==== TEXT PROVIDED ====

Abstract:
Text recognition from images has received a lot of attention of the researchers for
over three decades. It is one of the most worked upon problem in the domain of pattern
classification. The optical character recognitions systems can be used to recognize numeric
digits, alphabets, words and sentences in any language and can be applied to recognize scenic
text for the assistance of visually impaired persons. These systems can also be used for the
assisted navigation of autonomous vehicles. Despite all the related work that has been done
for the Latin scripts, the recognition of text written in non-Latin languages like Urdu, Arabic,
Pashto etc. has always been a challenging task due to complex cursive nature of the script.
Urdu OCR systems can be used for digitization of the data, which will further allow us to use
it for search and retrieval of the specific information. These kinds of systems grant us the
easy access to content based information retrieval. Extracting embedded text from the
images is an active area of research in the community of Document analysis as well. The
currently available OCR frameworks mainly focus on the recognition of Latin texts like
English script etc. and they cannot be applied for non-Latin languages. So we are looking to
implement a solution based on deep framework for the line level recognition of Urdu text, to
extract useful information from the news tickers.

==== ENTRIES PROVIDED ====

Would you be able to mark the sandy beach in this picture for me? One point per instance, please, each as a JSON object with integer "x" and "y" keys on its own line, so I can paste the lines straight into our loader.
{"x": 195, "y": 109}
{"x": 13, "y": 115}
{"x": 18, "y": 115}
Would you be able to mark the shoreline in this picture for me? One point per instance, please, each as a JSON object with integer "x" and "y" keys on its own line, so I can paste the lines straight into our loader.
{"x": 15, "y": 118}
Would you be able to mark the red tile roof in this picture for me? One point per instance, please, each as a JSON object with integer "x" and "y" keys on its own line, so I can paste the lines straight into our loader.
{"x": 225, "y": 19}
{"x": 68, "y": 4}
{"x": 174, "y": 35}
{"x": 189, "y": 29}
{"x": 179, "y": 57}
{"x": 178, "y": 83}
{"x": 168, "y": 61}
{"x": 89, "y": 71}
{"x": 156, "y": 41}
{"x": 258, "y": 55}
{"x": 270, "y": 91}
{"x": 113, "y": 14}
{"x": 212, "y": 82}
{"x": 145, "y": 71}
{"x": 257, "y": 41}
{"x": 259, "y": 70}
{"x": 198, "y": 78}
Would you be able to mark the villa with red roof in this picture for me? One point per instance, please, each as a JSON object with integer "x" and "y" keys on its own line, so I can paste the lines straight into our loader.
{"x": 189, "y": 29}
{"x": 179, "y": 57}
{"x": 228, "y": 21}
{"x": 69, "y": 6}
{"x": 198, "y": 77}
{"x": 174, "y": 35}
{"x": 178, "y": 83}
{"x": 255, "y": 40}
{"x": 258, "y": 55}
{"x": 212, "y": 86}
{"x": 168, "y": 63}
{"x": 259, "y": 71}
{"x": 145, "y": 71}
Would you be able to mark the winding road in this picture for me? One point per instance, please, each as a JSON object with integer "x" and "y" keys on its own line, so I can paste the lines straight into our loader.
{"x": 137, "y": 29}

====

JOBS -
- a) Answer these questions from the abstract:
(i) For how long has text recognition from images drawn researchers' attention?
(ii) Apart from helping visually impaired persons, what use for vehicles does it name?
(iii) From what does the planned solution aim to extract useful information?
- b) Translate this sentence from the abstract into Spanish: "These systems can also be used for the assisted navigation of autonomous vehicles."
- c) Print the part of the abstract starting with "Urdu OCR systems" and going on through "the news tickers.".

ANSWERS TO EACH TASK -
- a)
(i) For over three decades.
(ii) The assisted navigation of autonomous vehicles.
(iii) From the news tickers.

- b) Estos sistemas también pueden utilizarse para la navegación asistida de vehículos autónomos.

- c)
Urdu OCR systems can be used for digitization of the data, which will further allow us to use
it for search and retrieval of the specific information. These kinds of systems grant us the
easy access to content based information retrieval. Extracting embedded text from the
images is an active area of research in the community of Document analysis as well. The
currently available OCR frameworks mainly focus on the recognition of Latin texts like
English script etc. and they cannot be applied for non-Latin languages. So we are looking to
implement a solution based on deep framework for the line level recognition of Urdu text, to
extract useful information from the news tickers.